▶ _Task prompt_:
Render the lines of the items from the one containing "Kindly outline every instance of the woman's leg" through the one containing "139], [121, 138]]]", inclusive, as a Markdown table with columns Row and Text. Give each line a row number and leave out blank lines.

--- START ---

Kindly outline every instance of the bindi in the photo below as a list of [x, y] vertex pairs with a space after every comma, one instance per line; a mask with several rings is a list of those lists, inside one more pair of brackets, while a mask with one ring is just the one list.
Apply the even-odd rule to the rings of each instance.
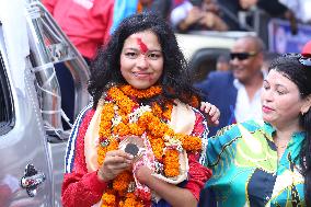
[[137, 44], [140, 47], [140, 50], [146, 54], [148, 51], [147, 45], [141, 41], [141, 38], [137, 38]]

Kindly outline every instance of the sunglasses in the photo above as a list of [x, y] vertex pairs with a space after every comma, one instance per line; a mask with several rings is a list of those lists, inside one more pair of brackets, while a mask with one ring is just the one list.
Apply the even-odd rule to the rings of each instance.
[[239, 60], [245, 60], [249, 59], [250, 57], [253, 57], [257, 55], [256, 51], [250, 51], [250, 53], [231, 53], [230, 58], [231, 60], [238, 58]]
[[298, 58], [299, 62], [303, 66], [311, 66], [311, 55], [301, 54], [285, 54], [284, 57], [295, 57]]

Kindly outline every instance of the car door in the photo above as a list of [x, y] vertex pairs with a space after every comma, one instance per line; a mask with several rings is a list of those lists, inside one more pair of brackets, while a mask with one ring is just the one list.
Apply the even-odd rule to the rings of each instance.
[[[22, 18], [19, 12], [14, 12], [15, 20], [10, 20]], [[38, 106], [34, 74], [31, 72], [27, 38], [23, 36], [27, 33], [23, 30], [23, 24], [15, 24], [16, 22], [5, 27], [7, 22], [2, 22], [2, 14], [0, 206], [54, 206], [50, 151]], [[15, 30], [15, 33], [5, 30]]]

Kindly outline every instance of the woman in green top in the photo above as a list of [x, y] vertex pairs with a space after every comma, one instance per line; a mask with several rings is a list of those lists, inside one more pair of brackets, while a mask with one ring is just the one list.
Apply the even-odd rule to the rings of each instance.
[[224, 127], [208, 140], [212, 177], [199, 206], [311, 206], [311, 58], [274, 60], [263, 120]]

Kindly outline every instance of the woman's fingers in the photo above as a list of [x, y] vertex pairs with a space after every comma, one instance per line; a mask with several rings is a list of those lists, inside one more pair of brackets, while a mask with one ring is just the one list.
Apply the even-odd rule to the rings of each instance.
[[208, 123], [211, 125], [219, 124], [220, 111], [208, 102], [201, 102], [200, 110], [208, 116]]
[[110, 181], [123, 171], [129, 169], [133, 163], [133, 156], [123, 150], [113, 150], [106, 153], [103, 164], [97, 171], [101, 180]]

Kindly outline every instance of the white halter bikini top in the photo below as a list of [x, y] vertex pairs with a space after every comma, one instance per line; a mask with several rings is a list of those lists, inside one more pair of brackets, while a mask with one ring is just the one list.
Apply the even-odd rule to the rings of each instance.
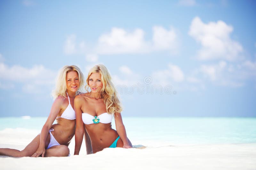
[[61, 116], [59, 117], [57, 117], [56, 118], [62, 117], [64, 119], [68, 120], [74, 120], [76, 119], [76, 113], [75, 112], [73, 108], [70, 104], [70, 99], [68, 93], [68, 107], [61, 114]]
[[84, 123], [86, 124], [102, 123], [108, 124], [112, 122], [112, 115], [108, 113], [104, 113], [98, 116], [93, 116], [85, 113], [82, 113], [82, 119]]

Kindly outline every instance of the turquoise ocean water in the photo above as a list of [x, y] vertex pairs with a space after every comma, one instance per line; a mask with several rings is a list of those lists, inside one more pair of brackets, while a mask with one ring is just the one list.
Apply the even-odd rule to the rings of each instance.
[[[38, 130], [47, 117], [0, 118], [0, 131]], [[124, 117], [129, 139], [136, 145], [256, 143], [256, 118]], [[112, 127], [115, 129], [115, 122]]]

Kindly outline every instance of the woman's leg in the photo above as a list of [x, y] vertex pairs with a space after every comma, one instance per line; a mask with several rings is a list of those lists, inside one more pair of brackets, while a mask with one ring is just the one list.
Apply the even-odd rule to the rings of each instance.
[[[46, 138], [45, 145], [48, 146], [50, 142], [50, 134]], [[22, 151], [8, 148], [0, 148], [0, 155], [13, 156], [14, 157], [23, 157], [31, 156], [39, 146], [40, 141], [40, 135], [36, 137]]]
[[68, 156], [69, 154], [69, 149], [62, 145], [53, 146], [45, 150], [45, 157], [50, 156]]
[[[129, 143], [129, 145], [131, 147], [132, 147], [132, 142], [131, 142], [130, 140], [129, 140], [129, 139], [127, 138], [128, 139], [128, 143]], [[119, 138], [118, 140], [117, 140], [117, 142], [116, 142], [116, 147], [121, 147], [122, 148], [124, 146], [124, 143], [123, 142], [123, 141], [122, 141], [122, 139], [121, 139], [121, 138]]]

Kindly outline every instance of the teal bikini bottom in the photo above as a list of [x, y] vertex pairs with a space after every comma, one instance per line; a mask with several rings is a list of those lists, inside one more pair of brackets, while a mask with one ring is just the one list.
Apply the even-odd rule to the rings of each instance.
[[118, 136], [118, 137], [117, 137], [117, 138], [116, 138], [116, 140], [115, 140], [114, 141], [114, 142], [113, 142], [113, 143], [111, 145], [110, 145], [110, 146], [109, 146], [109, 147], [110, 147], [110, 148], [116, 148], [116, 143], [117, 143], [117, 140], [118, 140], [118, 139], [119, 139], [119, 138], [120, 138], [120, 137], [119, 136]]

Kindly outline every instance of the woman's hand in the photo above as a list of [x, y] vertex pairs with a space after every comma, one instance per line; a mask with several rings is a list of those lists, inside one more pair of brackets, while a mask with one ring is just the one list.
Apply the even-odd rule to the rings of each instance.
[[123, 148], [132, 148], [132, 147], [130, 146], [129, 144], [124, 144], [124, 146], [123, 147]]
[[44, 146], [40, 146], [37, 148], [37, 150], [35, 152], [35, 153], [33, 154], [31, 157], [38, 157], [41, 155], [42, 155], [42, 157], [44, 157], [44, 153], [45, 153], [45, 149]]

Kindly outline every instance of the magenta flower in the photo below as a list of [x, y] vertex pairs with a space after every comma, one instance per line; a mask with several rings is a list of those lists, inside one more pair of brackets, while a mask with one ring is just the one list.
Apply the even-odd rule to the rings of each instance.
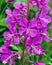
[[12, 65], [14, 63], [14, 56], [20, 59], [20, 53], [14, 52], [6, 48], [5, 46], [2, 46], [0, 48], [0, 60], [5, 64], [10, 60], [10, 64]]
[[34, 62], [32, 65], [45, 65], [44, 62]]
[[30, 4], [32, 6], [37, 6], [38, 8], [42, 8], [43, 6], [47, 5], [49, 0], [30, 0]]
[[35, 20], [34, 18], [30, 21], [28, 21], [26, 18], [22, 18], [19, 22], [19, 34], [30, 37], [35, 37], [37, 35], [37, 29], [35, 28]]
[[5, 38], [4, 45], [6, 47], [10, 46], [13, 41], [16, 45], [19, 44], [19, 38], [17, 37], [17, 35], [14, 35], [14, 34], [10, 33], [9, 31], [6, 31], [6, 32], [4, 32], [3, 36]]
[[13, 11], [10, 8], [6, 9], [6, 14], [7, 14], [7, 17], [6, 17], [5, 22], [7, 24], [16, 24], [16, 23], [18, 23], [17, 20], [19, 20], [19, 17], [16, 17], [15, 14], [13, 13]]
[[12, 2], [13, 0], [7, 0], [8, 2]]
[[34, 44], [33, 39], [30, 37], [27, 37], [26, 39], [25, 48], [29, 56], [31, 56], [33, 53], [35, 53], [35, 55], [42, 55], [45, 52], [45, 50], [43, 50], [40, 45]]
[[22, 18], [27, 16], [27, 5], [23, 2], [15, 2], [13, 13], [16, 17]]

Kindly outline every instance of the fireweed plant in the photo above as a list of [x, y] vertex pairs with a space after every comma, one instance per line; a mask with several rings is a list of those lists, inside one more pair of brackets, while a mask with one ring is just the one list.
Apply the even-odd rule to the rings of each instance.
[[[13, 0], [8, 0], [12, 2]], [[25, 59], [24, 55], [28, 53], [28, 57], [39, 56], [46, 51], [42, 49], [41, 42], [44, 39], [46, 42], [50, 41], [47, 34], [47, 25], [51, 22], [48, 16], [49, 7], [48, 0], [27, 0], [24, 2], [15, 2], [14, 8], [6, 9], [6, 20], [8, 30], [4, 32], [4, 45], [0, 48], [0, 59], [5, 64], [10, 61], [9, 65], [13, 65], [14, 57], [22, 59], [22, 65], [25, 62], [30, 62], [32, 65], [45, 65], [44, 62], [33, 62]], [[35, 17], [29, 20], [30, 7], [36, 7], [37, 11]], [[16, 28], [18, 25], [18, 29]], [[9, 47], [14, 43], [19, 45], [20, 41], [23, 43], [23, 50], [12, 51]]]

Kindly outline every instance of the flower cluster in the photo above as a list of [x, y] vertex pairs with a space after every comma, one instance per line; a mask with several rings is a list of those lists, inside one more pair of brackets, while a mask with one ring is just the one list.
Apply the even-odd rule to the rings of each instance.
[[[25, 44], [29, 56], [35, 53], [35, 55], [42, 55], [45, 50], [42, 49], [40, 43], [44, 39], [46, 42], [50, 41], [47, 34], [47, 25], [51, 22], [50, 16], [48, 16], [49, 7], [47, 6], [48, 0], [29, 0], [29, 4], [37, 7], [35, 17], [31, 20], [26, 18], [27, 16], [27, 4], [22, 2], [15, 2], [14, 9], [6, 9], [6, 20], [8, 24], [8, 30], [4, 32], [5, 38], [4, 46], [0, 48], [0, 58], [3, 63], [10, 60], [10, 65], [14, 62], [14, 56], [20, 58], [20, 53], [11, 51], [8, 49], [14, 42], [16, 45], [20, 43]], [[16, 25], [19, 28], [16, 28]], [[21, 39], [18, 36], [21, 36]], [[3, 58], [4, 57], [4, 58]], [[32, 65], [45, 65], [43, 62], [35, 62]]]

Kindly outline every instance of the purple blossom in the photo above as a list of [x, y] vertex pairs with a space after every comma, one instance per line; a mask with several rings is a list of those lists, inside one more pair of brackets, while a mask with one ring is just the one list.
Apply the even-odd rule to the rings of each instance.
[[19, 34], [26, 34], [27, 36], [35, 37], [37, 35], [37, 30], [34, 28], [35, 23], [34, 18], [30, 21], [28, 21], [26, 18], [22, 18], [19, 22]]
[[19, 44], [19, 38], [17, 37], [17, 35], [11, 34], [9, 31], [6, 31], [4, 32], [3, 36], [5, 38], [5, 41], [4, 41], [5, 46], [7, 47], [10, 46], [13, 41], [16, 45]]
[[5, 64], [10, 60], [10, 64], [12, 65], [14, 63], [14, 56], [20, 59], [20, 53], [14, 52], [6, 48], [5, 46], [2, 46], [0, 48], [0, 60]]
[[7, 0], [8, 2], [12, 2], [13, 0]]
[[16, 24], [16, 23], [18, 23], [17, 20], [19, 19], [19, 17], [17, 18], [10, 8], [6, 9], [6, 14], [7, 14], [7, 17], [6, 17], [5, 22], [7, 24]]
[[34, 62], [32, 65], [45, 65], [44, 62]]
[[29, 0], [32, 6], [37, 6], [38, 8], [42, 8], [43, 6], [47, 5], [49, 0]]
[[23, 2], [15, 2], [13, 13], [16, 17], [22, 18], [27, 16], [27, 5]]

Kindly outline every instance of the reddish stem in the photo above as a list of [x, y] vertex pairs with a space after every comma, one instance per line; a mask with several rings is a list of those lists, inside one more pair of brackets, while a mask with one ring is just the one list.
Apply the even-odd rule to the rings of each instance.
[[27, 0], [27, 19], [28, 19], [28, 15], [29, 15], [29, 0]]

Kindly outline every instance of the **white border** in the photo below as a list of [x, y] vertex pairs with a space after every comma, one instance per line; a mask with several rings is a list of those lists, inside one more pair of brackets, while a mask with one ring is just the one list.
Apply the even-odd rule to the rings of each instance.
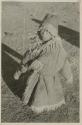
[[[82, 29], [82, 25], [81, 25], [81, 19], [82, 19], [82, 0], [1, 0], [0, 1], [0, 13], [1, 13], [1, 2], [3, 1], [17, 1], [17, 2], [80, 2], [80, 41], [82, 39], [82, 32], [81, 32], [81, 29]], [[1, 38], [1, 16], [0, 16], [0, 38]], [[82, 54], [81, 54], [81, 47], [82, 47], [82, 43], [80, 42], [80, 69], [82, 69]], [[1, 51], [1, 44], [0, 44], [0, 51]], [[1, 57], [1, 54], [0, 54], [0, 57]], [[0, 69], [1, 69], [1, 61], [0, 61]], [[58, 125], [58, 124], [61, 124], [61, 125], [82, 125], [82, 93], [81, 93], [81, 90], [82, 90], [82, 85], [81, 85], [81, 81], [82, 81], [82, 77], [81, 77], [81, 70], [80, 70], [80, 123], [1, 123], [1, 117], [0, 117], [0, 123], [1, 125], [26, 125], [26, 124], [30, 124], [30, 125], [45, 125], [45, 124], [54, 124], [54, 125]], [[1, 81], [1, 72], [0, 72], [0, 81]], [[1, 85], [0, 85], [0, 93], [1, 93]], [[1, 94], [0, 94], [0, 99], [1, 99]], [[1, 102], [1, 100], [0, 100]], [[0, 103], [0, 113], [1, 113], [1, 103]], [[0, 114], [1, 116], [1, 114]]]

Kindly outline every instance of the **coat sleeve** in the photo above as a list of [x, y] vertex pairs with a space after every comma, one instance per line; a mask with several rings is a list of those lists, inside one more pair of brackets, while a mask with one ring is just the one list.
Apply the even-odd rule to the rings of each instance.
[[24, 56], [22, 60], [22, 64], [25, 65], [28, 61], [37, 58], [41, 52], [42, 52], [42, 49], [36, 48], [35, 50], [30, 51], [29, 53], [26, 53], [26, 55]]
[[64, 66], [61, 70], [61, 74], [64, 76], [64, 78], [67, 80], [67, 83], [72, 83], [73, 82], [73, 74], [71, 71], [71, 65], [66, 58]]

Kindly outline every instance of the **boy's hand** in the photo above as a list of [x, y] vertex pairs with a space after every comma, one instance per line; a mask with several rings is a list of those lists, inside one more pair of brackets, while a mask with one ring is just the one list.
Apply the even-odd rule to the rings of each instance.
[[20, 76], [21, 76], [21, 71], [16, 71], [13, 77], [15, 80], [18, 80]]

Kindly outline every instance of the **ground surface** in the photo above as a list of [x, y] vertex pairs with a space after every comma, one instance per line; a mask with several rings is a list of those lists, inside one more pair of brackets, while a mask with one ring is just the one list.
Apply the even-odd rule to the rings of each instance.
[[[23, 55], [28, 45], [28, 33], [33, 33], [38, 24], [31, 20], [31, 15], [42, 20], [47, 12], [56, 13], [59, 22], [68, 28], [79, 31], [79, 5], [75, 3], [3, 3], [2, 4], [2, 122], [79, 122], [79, 48], [63, 40], [68, 52], [74, 76], [73, 94], [66, 98], [66, 105], [55, 112], [33, 113], [24, 107], [21, 95], [25, 88], [26, 75], [16, 82], [13, 73], [18, 63], [6, 52], [14, 56]], [[25, 25], [24, 25], [25, 24]], [[79, 42], [79, 41], [78, 41]], [[12, 52], [13, 49], [15, 52]], [[18, 54], [19, 53], [19, 54]], [[63, 79], [62, 79], [63, 81]], [[64, 86], [65, 88], [65, 86]], [[66, 89], [65, 89], [66, 90]]]

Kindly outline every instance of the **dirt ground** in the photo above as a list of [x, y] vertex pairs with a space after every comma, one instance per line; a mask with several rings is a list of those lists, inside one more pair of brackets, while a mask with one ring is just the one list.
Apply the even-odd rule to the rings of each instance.
[[[2, 3], [2, 122], [79, 122], [79, 48], [77, 46], [63, 40], [74, 76], [73, 94], [68, 92], [70, 96], [66, 97], [66, 105], [55, 112], [35, 114], [28, 106], [23, 106], [21, 96], [27, 74], [17, 82], [12, 78], [18, 66], [17, 61], [28, 48], [29, 33], [34, 34], [38, 28], [38, 24], [31, 19], [32, 15], [42, 20], [46, 13], [57, 15], [57, 18], [53, 19], [54, 24], [58, 23], [79, 32], [78, 3]], [[12, 58], [8, 53], [12, 53], [14, 57]], [[62, 78], [61, 80], [64, 82]], [[64, 90], [67, 92], [65, 86]]]

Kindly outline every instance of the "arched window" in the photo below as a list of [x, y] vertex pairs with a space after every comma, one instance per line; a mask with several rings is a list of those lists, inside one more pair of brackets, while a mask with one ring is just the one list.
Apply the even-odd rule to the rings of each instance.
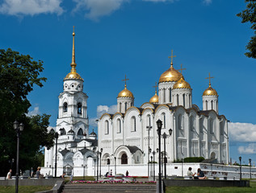
[[178, 129], [183, 129], [183, 116], [180, 114], [178, 117]]
[[116, 121], [116, 133], [121, 133], [121, 120], [117, 119]]
[[82, 134], [83, 134], [82, 129], [82, 128], [80, 128], [78, 132], [78, 135], [82, 135]]
[[66, 102], [63, 103], [63, 112], [68, 112], [68, 104]]
[[162, 121], [162, 128], [166, 128], [166, 117], [165, 113], [161, 114], [161, 120]]
[[214, 129], [213, 129], [213, 120], [210, 119], [210, 133], [214, 133]]
[[109, 133], [109, 123], [108, 121], [105, 121], [105, 134]]
[[177, 105], [178, 106], [178, 95], [176, 95], [177, 96]]
[[150, 115], [147, 115], [147, 125], [151, 126], [151, 118]]
[[121, 156], [121, 164], [128, 164], [128, 158], [126, 154], [123, 154]]
[[82, 114], [82, 104], [78, 103], [78, 113]]
[[136, 117], [133, 116], [131, 119], [131, 131], [136, 131]]
[[195, 121], [194, 121], [194, 117], [191, 116], [190, 117], [190, 128], [191, 128], [191, 131], [194, 131], [195, 130]]

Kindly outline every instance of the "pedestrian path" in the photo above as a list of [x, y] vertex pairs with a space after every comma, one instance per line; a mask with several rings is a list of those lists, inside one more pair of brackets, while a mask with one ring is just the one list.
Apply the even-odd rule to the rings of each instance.
[[62, 193], [153, 193], [156, 192], [155, 184], [106, 184], [106, 183], [70, 183], [65, 184]]

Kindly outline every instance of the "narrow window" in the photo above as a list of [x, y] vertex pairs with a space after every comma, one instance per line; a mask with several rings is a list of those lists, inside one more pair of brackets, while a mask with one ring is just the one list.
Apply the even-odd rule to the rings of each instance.
[[63, 112], [68, 112], [68, 104], [66, 102], [63, 104]]
[[108, 121], [105, 121], [105, 134], [108, 134], [109, 133], [109, 124]]
[[81, 103], [78, 104], [78, 113], [82, 114], [82, 104]]
[[134, 116], [132, 117], [131, 124], [132, 124], [131, 131], [136, 131], [136, 118]]

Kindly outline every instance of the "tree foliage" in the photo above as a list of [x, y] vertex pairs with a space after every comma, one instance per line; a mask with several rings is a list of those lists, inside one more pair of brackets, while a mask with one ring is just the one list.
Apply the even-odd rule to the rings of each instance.
[[242, 18], [241, 23], [250, 23], [250, 28], [254, 31], [253, 35], [246, 45], [249, 51], [246, 55], [249, 58], [256, 59], [256, 0], [246, 0], [247, 2], [246, 9], [237, 15]]
[[[42, 146], [52, 146], [53, 136], [47, 133], [49, 115], [28, 117], [31, 106], [27, 95], [35, 85], [43, 86], [46, 80], [40, 77], [43, 62], [34, 61], [27, 55], [11, 49], [0, 49], [0, 175], [6, 175], [12, 158], [16, 162], [16, 132], [13, 122], [24, 124], [20, 137], [19, 158], [21, 170], [38, 163]], [[15, 168], [15, 162], [12, 164]], [[15, 171], [15, 170], [14, 170]]]

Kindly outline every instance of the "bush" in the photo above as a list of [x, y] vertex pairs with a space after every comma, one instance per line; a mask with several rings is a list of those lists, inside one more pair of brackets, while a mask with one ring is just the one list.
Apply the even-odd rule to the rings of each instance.
[[188, 157], [184, 158], [184, 162], [201, 162], [204, 160], [204, 157]]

--- END ---

▶ _Solution to the exercise_:
| Row | Text |
|---|---|
| 1 | Kindly outline every instance of the woman's leg in the photo above as a list of [x, y] vertex pairs with a space after every comma, one instance per line; a mask with several rings is a list of those lists, inside one more pair of brackets, while a mask with one ring is just the one list. |
| 2 | Apply the even-odd rule to the rings of each instance. |
| 3 | [[[46, 138], [45, 145], [48, 146], [50, 142], [50, 134]], [[22, 151], [8, 148], [0, 148], [0, 155], [13, 156], [14, 157], [23, 157], [31, 156], [39, 146], [40, 141], [40, 135], [36, 137]]] |
| 4 | [[68, 156], [69, 154], [69, 149], [62, 145], [53, 146], [45, 150], [45, 157], [50, 156]] |
| 5 | [[[129, 143], [129, 145], [131, 147], [132, 147], [132, 142], [131, 142], [130, 140], [129, 140], [129, 139], [127, 138], [128, 139], [128, 143]], [[119, 138], [118, 140], [117, 140], [117, 142], [116, 142], [116, 147], [121, 147], [122, 148], [124, 146], [124, 143], [123, 142], [123, 141], [122, 141], [122, 139], [121, 139], [121, 138]]] |